**ONDERDELEN OPDRACHT**.
a - Schrijf uit de selectie letterlijk het gedeelte over vanaf "Ritzen was het" tot en met "nieuwe curriculum voor.".
b - Herschrijf de alinea uit de selectie die begint met "Meer dan onder de indruk" als een beknopte opsomming die de belangrijkste feiten behoudt.

**SELECTIE**.
■ ■ ■ ■

Ritzen was het wel 'helemaal eens' met de constatering van Pilot dat stimulering van landelijke samenwerking op het gebied van onderwijs en informatietechnologie 'zeer gewenst' is. Maar, zo stelde hij, de Vereniging van Samenwerkende Nederlandse Universiteiten (VSNU) komt altijd met twee boodschappen op één dag: 'Er moet meer geld voor komen en dat moet uit een nieuw potje. Dat heb ik dus niet.' Gelukkig is er sinds enige tijd het studeerbaarheidsfonds dat kan worden gebruikt voor het doen van allerlei beloften.

Blokonderwijs

Als laatste kwam het Projectgestuurd Blok Onderwijs dat vorig jaar bij Werktuigbouwkunde is ingevoerd aan de orde als een voorbeeld van onderwijsvernieuwing. Drs. Cees Ruijter van het Onderwijskundig Centrum legde de minister zowel de inhoud als de eerste resultaten van het nieuwe curriculum voor.

Meer dan onder de indruk was de minister echter verontrust. Nog niet de helft van de vwo'ers die slaagden met gemiddeld een 7 of hoger, haalde in één jaar de propaedeuse. 'Dat is 3 procent van de leeftijdsgroep, het toptalent dus. Ik ga er van uit dat ze zich inzetten, dan ligt het toch een beetje aan het programma.' Ruijter verzekerde hem dat de curriculumherziening pas als afgerond wordt beschouwd als 70 procent van dit toptalent in één jaar de propaedeuse haalt. 'Maar het is nog een beetje zoeken geblazen naar de sleutel waarmee je zonder kwaliteitsverlies dat resultaat kunt bereiken.' Ritzen: 'Dat is mijn misantropische rol in dit leven. Ik ga overal rond om te vertellen dat het beter gaat, maar nog niet goed genoeg.'

Een lange werkweek, dat spreekt de minister wel aan in het Projectgestuurd Blok Onderwijs. Van de universiteit van Aalborg in Denemarken, dat een ver doorgevoerd systeem van projectonderwijs kent, wist hij dat de studenten 45 uur per week werken. 'En ze zien er echt niet anders uit hoor, die studenten.'

Ruijter vertelde dat de geresulteerde tijdsbesteding die vorig jaar bij de eerstejaars WB is gemeten voor Nederlandse begrippen zeldzaam hoog zijn. Maar dat heeft ook een keerzijde. 'Studenten ervaren dat ze onder hoge druk staan. Ze rapporteren dat ze van sportverenigingen afgaan. We hebben toch wel de indruk dat we niet meer van ze kunnen eisen dan we nu doen.' Dat was echter een constatering die de minister niet graag leek te horen.

■ ■ ■ ■

**AANGELEVERDE GEGEVENS**.
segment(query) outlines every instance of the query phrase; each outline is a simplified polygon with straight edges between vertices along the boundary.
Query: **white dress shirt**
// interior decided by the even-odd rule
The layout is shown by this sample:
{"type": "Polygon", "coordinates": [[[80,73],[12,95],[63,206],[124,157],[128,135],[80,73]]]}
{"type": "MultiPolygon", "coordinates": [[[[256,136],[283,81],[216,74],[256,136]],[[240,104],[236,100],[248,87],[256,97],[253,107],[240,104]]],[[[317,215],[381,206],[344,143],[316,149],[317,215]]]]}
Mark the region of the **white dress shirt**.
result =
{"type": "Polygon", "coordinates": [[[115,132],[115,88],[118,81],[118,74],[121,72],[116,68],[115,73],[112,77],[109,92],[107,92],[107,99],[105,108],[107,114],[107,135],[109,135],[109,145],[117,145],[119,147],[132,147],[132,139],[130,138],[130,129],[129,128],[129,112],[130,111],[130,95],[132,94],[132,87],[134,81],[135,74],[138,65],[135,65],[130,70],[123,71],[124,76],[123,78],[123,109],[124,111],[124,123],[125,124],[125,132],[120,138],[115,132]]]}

■ ■ ■ ■

**SCHRIFTELIJKE ANTWOORDEN**.
a -
Ritzen was het wel 'helemaal eens' met de constatering van Pilot dat stimulering van landelijke samenwerking op het gebied van onderwijs en informatietechnologie 'zeer gewenst' is. Maar, zo stelde hij, de Vereniging van Samenwerkende Nederlandse Universiteiten (VSNU) komt altijd met twee boodschappen op één dag: 'Er moet meer geld voor komen en dat moet uit een nieuw potje. Dat heb ik dus niet.' Gelukkig is er sinds enige tijd het studeerbaarheidsfonds dat kan worden gebruikt voor het doen van allerlei beloften.

Blokonderwijs

Als laatste kwam het Projectgestuurd Blok Onderwijs dat vorig jaar bij Werktuigbouwkunde is ingevoerd aan de orde als een voorbeeld van onderwijsvernieuwing. Drs. Cees Ruijter van het Onderwijskundig Centrum legde de minister zowel de inhoud als de eerste resultaten van het nieuwe curriculum voor.

b -
- De minister was vooral verontrust.
- Nog niet de helft van de vwo'ers die slaagden met gemiddeld een 7 of hoger, haalde in één jaar de propaedeuse.
- Volgens Ritzen gaat het om 3 procent van de leeftijdsgroep, het toptalent. Als zij zich inzetten, ligt het deels aan het programma.
- Ruijter stelde dat de curriculumherziening pas als afgerond geldt als 70 procent van dit toptalent in één jaar de propaedeuse haalt. Hoe dat zonder kwaliteitsverlies te bereiken is, wordt nog gezocht.
- Ritzen noemde het zijn misantropische rol om overal te vertellen dat het beter gaat, maar nog niet goed genoeg.